Quoted passage -
Yellen’s greatest enemy to succeeding in her job may be her inundation with the vast quantities of economic research spewed out by her employer and its 12 regional banks. Unfortunately, much of that research takes the pulse of the economy in the rearview mirror rather than in real time. During rapid and volatile economic currents, Yellen would be well advised to start listening carefully to real-time reports coming from CEOs, CFOs, Purchasing Managers and real business owners across America.
Yellen should be paying close attention to see if the following phrases emerge from the above group: “sharp slowdown,” “unanticipated contraction in sales,” “weakness we did not foresee coming,” and “abrupt.”

Just such a message came yesterday when Cisco’s CFO, Frank Calderoni, told MarketWatch that “Clearly, there’s been a slowdown and it’s been very abrupt. It’s difficult to determine how long it will last.”

As has been regularly pointed out, but perhaps the Fed still needs to be reminded of, this economic period has no equivalent, other than the Great Depression. From the Wall Street collapse to the unprecedented income and wealth inequality which left a nation of consumers unable to consume, the parallels between now and then should not be dismissed. It was Herbert Hoover who pointed out in his presidential memoirs that U.S. output can and did abruptly hit a brick wall.

What you will do -
a) Answer these from the Yellen commentary:
(i) How many regional banks does the text say Yellen's employer has?
(ii) Who is named as Cisco's CFO?
(iii) In whose presidential memoirs was it pointed out that U.S. output can abruptly hit a brick wall?
b) From the Yellen commentary, copy word for word the part that opens with the words containing "Yellen’s greatest enemy" and closes with "owners across America.".
The lines after this point come from a separate source.

Dataset extract -
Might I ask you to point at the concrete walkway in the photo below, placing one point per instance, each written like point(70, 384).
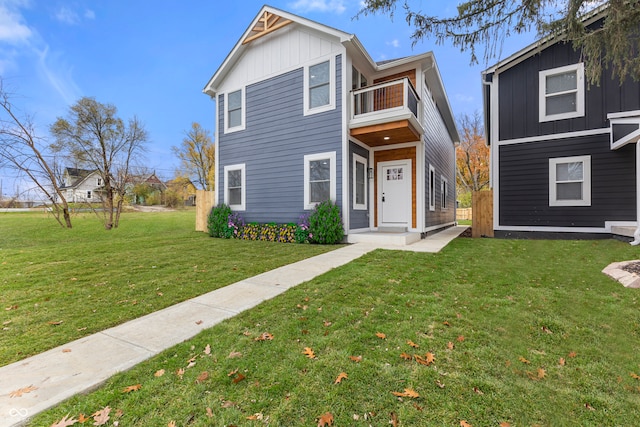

Solution list -
a)
(i) 12
(ii) Frank Calderoni
(iii) Herbert Hoover

b)
Yellen’s greatest enemy to succeeding in her job may be her inundation with the vast quantities of economic research spewed out by her employer and its 12 regional banks. Unfortunately, much of that research takes the pulse of the economy in the rearview mirror rather than in real time. During rapid and volatile economic currents, Yellen would be well advised to start listening carefully to real-time reports coming from CEOs, CFOs, Purchasing Managers and real business owners across America.